What needs to be done:
Copy the lines of the entries exactly, from the opening one to the one holding "Target: baby carriage", and leave out everything after.

Records provided:
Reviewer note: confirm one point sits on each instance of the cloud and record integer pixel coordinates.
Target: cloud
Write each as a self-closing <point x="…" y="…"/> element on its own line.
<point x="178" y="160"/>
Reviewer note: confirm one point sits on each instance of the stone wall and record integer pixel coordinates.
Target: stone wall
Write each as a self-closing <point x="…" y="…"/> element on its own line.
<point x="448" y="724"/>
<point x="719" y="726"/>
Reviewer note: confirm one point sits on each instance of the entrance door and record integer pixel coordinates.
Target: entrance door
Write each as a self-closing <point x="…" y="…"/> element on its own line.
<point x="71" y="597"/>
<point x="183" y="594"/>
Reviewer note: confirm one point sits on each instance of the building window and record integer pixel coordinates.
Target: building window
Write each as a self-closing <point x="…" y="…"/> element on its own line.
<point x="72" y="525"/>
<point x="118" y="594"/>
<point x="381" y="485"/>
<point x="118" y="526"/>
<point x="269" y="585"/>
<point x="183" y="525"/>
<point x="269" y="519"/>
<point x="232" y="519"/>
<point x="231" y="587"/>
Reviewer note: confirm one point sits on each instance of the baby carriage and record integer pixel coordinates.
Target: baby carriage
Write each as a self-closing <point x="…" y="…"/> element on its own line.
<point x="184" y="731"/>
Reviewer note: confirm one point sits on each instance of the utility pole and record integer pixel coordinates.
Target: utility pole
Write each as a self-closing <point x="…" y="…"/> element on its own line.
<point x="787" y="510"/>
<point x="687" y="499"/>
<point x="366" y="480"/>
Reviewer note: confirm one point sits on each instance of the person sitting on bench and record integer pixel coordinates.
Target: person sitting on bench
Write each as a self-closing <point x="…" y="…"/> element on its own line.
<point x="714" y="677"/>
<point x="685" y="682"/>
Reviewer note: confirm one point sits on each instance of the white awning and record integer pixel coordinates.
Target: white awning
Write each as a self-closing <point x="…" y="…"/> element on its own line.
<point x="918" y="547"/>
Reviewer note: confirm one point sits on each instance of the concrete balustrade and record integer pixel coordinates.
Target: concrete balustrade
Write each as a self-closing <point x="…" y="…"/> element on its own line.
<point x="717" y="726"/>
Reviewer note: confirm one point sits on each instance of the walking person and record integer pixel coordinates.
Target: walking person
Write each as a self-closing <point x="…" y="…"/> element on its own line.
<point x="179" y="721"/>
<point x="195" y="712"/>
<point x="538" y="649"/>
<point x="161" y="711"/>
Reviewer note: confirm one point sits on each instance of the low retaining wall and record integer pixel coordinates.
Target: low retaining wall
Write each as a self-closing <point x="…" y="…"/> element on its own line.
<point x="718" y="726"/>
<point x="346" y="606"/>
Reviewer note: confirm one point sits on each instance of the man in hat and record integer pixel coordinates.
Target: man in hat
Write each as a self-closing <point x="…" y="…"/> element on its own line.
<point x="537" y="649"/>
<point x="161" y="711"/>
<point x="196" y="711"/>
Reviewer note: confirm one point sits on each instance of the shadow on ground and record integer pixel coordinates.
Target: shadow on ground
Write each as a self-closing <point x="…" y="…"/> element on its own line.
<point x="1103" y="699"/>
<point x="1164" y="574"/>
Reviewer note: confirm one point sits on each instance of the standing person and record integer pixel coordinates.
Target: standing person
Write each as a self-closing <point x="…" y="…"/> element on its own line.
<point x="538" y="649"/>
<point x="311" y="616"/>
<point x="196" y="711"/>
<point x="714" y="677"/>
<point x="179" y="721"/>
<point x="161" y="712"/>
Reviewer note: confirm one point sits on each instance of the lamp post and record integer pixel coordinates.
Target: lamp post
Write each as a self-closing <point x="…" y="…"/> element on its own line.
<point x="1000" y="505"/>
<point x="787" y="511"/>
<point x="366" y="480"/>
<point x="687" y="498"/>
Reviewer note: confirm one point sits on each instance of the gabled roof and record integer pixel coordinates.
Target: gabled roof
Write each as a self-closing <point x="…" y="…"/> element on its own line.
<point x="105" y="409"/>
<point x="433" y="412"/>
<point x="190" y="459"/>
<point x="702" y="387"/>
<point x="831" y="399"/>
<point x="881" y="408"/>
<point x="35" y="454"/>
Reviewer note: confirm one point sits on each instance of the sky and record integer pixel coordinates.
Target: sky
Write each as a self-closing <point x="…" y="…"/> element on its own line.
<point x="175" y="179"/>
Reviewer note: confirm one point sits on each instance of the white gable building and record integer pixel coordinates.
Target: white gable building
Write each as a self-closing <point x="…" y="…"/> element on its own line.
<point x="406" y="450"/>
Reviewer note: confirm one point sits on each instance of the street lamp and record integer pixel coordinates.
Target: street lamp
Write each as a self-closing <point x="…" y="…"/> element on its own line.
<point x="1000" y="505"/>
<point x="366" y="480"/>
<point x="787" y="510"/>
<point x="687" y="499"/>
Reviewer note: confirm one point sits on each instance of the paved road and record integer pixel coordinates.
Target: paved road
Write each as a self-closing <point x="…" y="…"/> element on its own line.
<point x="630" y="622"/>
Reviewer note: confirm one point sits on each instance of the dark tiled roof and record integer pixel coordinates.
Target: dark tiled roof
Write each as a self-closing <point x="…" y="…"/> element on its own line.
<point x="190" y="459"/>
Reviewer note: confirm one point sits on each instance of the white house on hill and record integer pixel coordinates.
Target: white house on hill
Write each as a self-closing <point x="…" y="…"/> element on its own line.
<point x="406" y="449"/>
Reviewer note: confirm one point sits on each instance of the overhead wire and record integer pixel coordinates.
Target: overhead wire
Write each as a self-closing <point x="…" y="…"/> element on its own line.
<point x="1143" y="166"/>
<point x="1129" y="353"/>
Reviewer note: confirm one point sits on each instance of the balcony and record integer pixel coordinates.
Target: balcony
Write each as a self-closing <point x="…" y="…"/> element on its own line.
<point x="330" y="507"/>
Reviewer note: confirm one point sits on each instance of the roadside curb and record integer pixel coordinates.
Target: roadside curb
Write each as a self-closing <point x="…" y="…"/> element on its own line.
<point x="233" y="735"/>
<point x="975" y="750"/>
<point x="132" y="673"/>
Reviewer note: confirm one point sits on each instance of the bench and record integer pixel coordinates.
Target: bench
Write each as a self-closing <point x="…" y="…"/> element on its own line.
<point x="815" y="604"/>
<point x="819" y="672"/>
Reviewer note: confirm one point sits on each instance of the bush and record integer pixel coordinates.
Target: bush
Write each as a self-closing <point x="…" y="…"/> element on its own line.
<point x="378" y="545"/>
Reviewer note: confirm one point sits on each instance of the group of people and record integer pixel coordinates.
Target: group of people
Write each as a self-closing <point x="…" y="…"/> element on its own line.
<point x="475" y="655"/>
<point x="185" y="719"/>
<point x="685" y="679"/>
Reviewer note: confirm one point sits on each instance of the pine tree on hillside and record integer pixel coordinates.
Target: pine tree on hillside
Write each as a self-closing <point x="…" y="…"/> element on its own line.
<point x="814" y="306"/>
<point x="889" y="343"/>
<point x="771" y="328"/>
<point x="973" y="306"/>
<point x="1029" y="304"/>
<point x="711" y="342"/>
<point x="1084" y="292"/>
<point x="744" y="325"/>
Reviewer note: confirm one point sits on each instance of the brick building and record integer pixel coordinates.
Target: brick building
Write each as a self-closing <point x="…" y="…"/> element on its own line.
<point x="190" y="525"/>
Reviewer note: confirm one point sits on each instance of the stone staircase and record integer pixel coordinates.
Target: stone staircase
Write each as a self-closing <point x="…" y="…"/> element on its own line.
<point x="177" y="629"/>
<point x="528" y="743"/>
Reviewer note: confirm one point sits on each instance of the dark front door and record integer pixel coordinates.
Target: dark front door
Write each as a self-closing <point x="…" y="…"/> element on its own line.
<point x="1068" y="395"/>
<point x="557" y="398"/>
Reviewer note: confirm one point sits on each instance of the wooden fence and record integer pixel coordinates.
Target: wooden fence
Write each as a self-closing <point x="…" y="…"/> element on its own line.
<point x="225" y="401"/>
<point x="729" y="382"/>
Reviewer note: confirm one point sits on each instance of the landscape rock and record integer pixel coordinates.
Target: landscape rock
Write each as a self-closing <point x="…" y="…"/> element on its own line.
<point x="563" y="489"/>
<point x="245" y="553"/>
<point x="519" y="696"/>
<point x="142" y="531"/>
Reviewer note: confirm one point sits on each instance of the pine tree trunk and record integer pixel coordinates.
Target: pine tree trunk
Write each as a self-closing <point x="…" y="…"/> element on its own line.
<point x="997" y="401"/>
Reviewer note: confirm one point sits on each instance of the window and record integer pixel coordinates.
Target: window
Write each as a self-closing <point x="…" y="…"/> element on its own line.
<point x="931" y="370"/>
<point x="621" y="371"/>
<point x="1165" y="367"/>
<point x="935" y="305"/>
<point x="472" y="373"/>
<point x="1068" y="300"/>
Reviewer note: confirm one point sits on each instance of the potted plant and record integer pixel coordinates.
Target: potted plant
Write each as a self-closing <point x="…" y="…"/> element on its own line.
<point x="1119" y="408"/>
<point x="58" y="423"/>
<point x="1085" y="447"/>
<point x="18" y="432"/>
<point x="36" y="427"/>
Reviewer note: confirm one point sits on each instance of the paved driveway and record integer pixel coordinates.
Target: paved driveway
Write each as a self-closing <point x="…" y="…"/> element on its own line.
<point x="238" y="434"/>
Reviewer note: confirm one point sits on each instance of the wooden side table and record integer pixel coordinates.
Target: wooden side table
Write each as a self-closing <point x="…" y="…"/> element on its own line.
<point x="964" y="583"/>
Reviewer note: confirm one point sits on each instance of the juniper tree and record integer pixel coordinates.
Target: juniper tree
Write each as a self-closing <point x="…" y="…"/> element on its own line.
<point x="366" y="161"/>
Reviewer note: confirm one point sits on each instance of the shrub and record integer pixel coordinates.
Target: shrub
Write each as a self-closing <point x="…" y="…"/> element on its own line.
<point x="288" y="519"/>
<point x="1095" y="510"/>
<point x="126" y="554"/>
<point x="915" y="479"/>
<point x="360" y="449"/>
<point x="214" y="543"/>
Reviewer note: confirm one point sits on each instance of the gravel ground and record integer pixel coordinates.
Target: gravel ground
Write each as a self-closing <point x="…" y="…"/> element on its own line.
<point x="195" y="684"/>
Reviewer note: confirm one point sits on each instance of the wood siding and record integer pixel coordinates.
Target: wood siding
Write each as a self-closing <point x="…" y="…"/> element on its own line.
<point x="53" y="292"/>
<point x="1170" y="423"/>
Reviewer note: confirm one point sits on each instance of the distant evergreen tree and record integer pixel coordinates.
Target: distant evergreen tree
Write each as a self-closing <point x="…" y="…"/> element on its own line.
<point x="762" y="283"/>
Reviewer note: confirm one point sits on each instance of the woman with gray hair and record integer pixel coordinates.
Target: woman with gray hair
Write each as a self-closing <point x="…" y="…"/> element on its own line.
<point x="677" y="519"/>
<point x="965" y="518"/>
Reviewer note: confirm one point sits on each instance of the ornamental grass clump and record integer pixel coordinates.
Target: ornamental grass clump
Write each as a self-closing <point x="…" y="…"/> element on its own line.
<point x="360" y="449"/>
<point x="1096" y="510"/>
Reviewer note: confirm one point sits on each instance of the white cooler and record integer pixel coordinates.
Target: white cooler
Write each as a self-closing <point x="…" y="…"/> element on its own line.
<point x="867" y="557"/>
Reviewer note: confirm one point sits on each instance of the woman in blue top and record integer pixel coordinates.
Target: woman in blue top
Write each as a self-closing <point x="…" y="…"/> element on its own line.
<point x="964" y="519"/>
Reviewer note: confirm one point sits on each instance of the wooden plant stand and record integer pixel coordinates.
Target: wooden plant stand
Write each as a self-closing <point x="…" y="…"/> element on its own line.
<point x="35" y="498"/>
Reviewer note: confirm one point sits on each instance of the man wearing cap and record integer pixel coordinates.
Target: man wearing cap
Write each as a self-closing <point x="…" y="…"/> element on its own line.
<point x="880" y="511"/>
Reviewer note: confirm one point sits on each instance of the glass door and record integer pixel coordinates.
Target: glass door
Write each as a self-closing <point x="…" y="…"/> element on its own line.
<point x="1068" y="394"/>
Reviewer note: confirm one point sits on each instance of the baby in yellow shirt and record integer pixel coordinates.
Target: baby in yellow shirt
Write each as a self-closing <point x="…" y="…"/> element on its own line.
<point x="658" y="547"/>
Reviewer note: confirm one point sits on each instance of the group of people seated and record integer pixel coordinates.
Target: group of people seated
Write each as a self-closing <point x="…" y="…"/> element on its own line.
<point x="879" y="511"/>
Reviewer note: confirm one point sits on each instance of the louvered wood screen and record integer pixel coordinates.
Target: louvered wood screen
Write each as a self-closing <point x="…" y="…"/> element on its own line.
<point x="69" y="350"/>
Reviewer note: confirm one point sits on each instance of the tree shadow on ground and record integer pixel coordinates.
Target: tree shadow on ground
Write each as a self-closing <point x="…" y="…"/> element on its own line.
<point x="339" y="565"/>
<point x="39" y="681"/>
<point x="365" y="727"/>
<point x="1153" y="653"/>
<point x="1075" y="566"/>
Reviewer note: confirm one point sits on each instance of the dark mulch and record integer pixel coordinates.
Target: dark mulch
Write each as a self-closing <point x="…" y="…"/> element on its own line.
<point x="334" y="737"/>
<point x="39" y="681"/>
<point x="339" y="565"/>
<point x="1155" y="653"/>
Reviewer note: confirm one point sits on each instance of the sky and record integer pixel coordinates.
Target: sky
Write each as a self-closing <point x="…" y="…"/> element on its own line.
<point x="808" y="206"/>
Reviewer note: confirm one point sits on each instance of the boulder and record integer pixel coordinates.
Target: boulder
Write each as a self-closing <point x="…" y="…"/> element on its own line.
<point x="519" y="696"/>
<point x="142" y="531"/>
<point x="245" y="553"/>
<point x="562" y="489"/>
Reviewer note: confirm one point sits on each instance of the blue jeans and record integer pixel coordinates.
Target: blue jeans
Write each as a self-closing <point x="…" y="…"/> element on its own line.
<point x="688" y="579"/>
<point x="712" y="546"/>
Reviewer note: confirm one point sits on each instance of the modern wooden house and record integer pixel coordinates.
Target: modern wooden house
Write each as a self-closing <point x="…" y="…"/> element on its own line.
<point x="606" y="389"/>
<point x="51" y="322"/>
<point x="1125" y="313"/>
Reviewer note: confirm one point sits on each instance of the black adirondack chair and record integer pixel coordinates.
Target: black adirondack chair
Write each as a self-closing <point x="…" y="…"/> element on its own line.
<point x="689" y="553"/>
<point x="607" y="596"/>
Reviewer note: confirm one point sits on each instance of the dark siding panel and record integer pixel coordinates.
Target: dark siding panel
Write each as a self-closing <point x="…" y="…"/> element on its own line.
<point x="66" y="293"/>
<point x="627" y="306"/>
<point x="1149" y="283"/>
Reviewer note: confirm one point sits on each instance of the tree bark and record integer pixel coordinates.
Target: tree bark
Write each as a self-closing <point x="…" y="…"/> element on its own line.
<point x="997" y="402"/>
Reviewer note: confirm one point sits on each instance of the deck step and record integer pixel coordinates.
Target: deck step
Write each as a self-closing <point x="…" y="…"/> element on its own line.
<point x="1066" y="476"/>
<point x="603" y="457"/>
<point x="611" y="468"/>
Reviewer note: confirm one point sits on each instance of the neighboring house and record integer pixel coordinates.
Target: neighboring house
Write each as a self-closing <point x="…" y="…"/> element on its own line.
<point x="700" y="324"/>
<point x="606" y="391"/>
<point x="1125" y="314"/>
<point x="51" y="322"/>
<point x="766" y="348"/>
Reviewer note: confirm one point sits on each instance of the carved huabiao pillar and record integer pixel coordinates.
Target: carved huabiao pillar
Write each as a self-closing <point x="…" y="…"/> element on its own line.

Written answer:
Reviewer note: confirm one point sits on each instance of the cloud and record integer pixel coordinates.
Target: cloud
Write each as a self-closing <point x="…" y="…"/> element on its own line.
<point x="178" y="160"/>
Reviewer note: confirm one point sits on each instance of the stone wall and record integer pixel coordinates.
Target: stone wall
Write each as a self-closing <point x="…" y="…"/> element on its own line.
<point x="448" y="724"/>
<point x="719" y="726"/>
Reviewer note: confirm one point sits on each instance of the entrance door and record integer pixel coordinates.
Target: entrance door
Write each as a self-closing <point x="…" y="…"/> element on its own line.
<point x="71" y="597"/>
<point x="183" y="594"/>
Reviewer note: confirm one point sits on each instance of the building window and record integer pixel coordinates.
Target: building window
Write each as a self-closing <point x="…" y="…"/> element on its own line.
<point x="72" y="525"/>
<point x="118" y="594"/>
<point x="381" y="485"/>
<point x="118" y="526"/>
<point x="269" y="585"/>
<point x="183" y="525"/>
<point x="269" y="519"/>
<point x="232" y="519"/>
<point x="231" y="587"/>
Reviewer note: confirm one point sits on each instance of the baby carriage and record integer pixel coordinates.
Target: baby carriage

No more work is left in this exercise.